Task to complete: Write out the data that follows exactly, keeping every picture out.

----

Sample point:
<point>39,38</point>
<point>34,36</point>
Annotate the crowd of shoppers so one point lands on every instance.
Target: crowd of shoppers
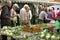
<point>8,15</point>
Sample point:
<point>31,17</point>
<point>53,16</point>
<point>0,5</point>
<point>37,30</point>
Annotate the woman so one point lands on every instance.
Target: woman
<point>14,14</point>
<point>43,16</point>
<point>49,13</point>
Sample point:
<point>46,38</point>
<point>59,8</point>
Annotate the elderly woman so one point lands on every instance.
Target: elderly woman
<point>25,14</point>
<point>14,14</point>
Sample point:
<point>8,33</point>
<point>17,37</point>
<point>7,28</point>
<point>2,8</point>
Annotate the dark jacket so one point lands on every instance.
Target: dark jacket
<point>5,16</point>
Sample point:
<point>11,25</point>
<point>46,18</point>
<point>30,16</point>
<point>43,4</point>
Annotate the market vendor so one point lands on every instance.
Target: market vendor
<point>43,16</point>
<point>14,14</point>
<point>57,24</point>
<point>25,14</point>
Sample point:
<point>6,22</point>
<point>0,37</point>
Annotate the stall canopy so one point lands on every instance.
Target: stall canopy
<point>37,1</point>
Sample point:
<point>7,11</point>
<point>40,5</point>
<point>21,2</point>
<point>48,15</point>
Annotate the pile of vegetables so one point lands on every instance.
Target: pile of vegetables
<point>17,32</point>
<point>11,31</point>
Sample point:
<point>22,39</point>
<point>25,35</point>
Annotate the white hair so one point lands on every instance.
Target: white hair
<point>26,5</point>
<point>15,5</point>
<point>9,2</point>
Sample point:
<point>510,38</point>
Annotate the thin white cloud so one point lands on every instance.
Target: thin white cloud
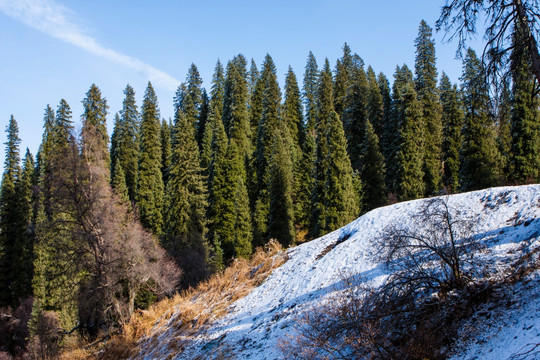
<point>59,22</point>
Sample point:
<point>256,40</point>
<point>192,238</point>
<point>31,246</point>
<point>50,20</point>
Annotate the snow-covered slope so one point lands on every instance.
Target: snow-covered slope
<point>256,323</point>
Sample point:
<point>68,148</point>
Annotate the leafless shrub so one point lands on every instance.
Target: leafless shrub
<point>413,315</point>
<point>436,251</point>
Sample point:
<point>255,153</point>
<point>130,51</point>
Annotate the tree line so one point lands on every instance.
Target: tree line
<point>94,227</point>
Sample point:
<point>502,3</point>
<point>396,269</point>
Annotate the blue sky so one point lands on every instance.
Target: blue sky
<point>57,49</point>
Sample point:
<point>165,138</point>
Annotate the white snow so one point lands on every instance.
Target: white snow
<point>257,323</point>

----

Answer space:
Sample point:
<point>39,38</point>
<point>34,36</point>
Annotate the crowd of shoppers so one point lands on every instance.
Target: crowd of shoppers
<point>8,15</point>
Sample point:
<point>31,17</point>
<point>53,16</point>
<point>0,5</point>
<point>37,30</point>
Annotate the woman so one point lands on every instance.
Target: woman
<point>14,14</point>
<point>43,16</point>
<point>49,13</point>
Sample point:
<point>46,38</point>
<point>59,8</point>
Annotate the elderly woman so one point lands on every instance.
Target: elderly woman
<point>25,14</point>
<point>14,14</point>
Sample point:
<point>8,33</point>
<point>17,37</point>
<point>7,28</point>
<point>2,8</point>
Annotate the dark jacket so one point lands on every instance.
Target: dark jacket
<point>5,16</point>
Sample point:
<point>11,25</point>
<point>46,18</point>
<point>30,16</point>
<point>43,4</point>
Annotate the market vendor so one point lands on every instance.
Target: market vendor
<point>43,16</point>
<point>14,14</point>
<point>57,24</point>
<point>25,14</point>
Sample point:
<point>6,22</point>
<point>0,37</point>
Annotate the stall canopy so one point lands on every instance.
Target: stall canopy
<point>37,1</point>
Sample point:
<point>7,11</point>
<point>40,5</point>
<point>21,2</point>
<point>48,15</point>
Annotate the pile of vegetables so one point lands on every instance.
Target: pile of vegetables
<point>17,32</point>
<point>11,31</point>
Sample point:
<point>22,39</point>
<point>25,35</point>
Annotate the white hair so one point lands on every instance.
Target: white hair
<point>26,5</point>
<point>15,5</point>
<point>9,2</point>
Sample point:
<point>510,38</point>
Annotate the thin white cloud so one point lands on every instance.
Target: thin white cloud
<point>59,22</point>
Sample point:
<point>256,40</point>
<point>192,238</point>
<point>31,246</point>
<point>50,20</point>
Annotate the snow-covered slope so one point lands on every instance.
Target: snow-covered slope
<point>256,323</point>
Sample point:
<point>68,148</point>
Annotate the leafless shrub so one point lands on every instance.
Target: leafless shrub
<point>413,315</point>
<point>436,251</point>
Sample point:
<point>255,153</point>
<point>130,51</point>
Annotate the tree line so one point lands on every instance.
Target: tree line
<point>94,227</point>
Sample point:
<point>502,3</point>
<point>396,269</point>
Annotate the blue sky so one point lands on every instance.
Target: blue sky
<point>57,49</point>
Sample point:
<point>165,138</point>
Annotate the white snow so one point lands on every instance.
Target: white snow
<point>257,323</point>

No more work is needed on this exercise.